(Required work)
Turn the records below into a JSON list of strings, one string per line, with blank lines omitted.

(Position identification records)
+++

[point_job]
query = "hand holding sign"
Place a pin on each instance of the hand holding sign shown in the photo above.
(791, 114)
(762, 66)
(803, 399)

+++

(Response to this exercise)
[
  "[point_job]",
  "query = \"hand holding sign\"",
  "Place a pin on each instance of the hand holding sign shown in the photo above.",
  "(791, 114)",
  "(762, 66)",
  "(803, 399)"
]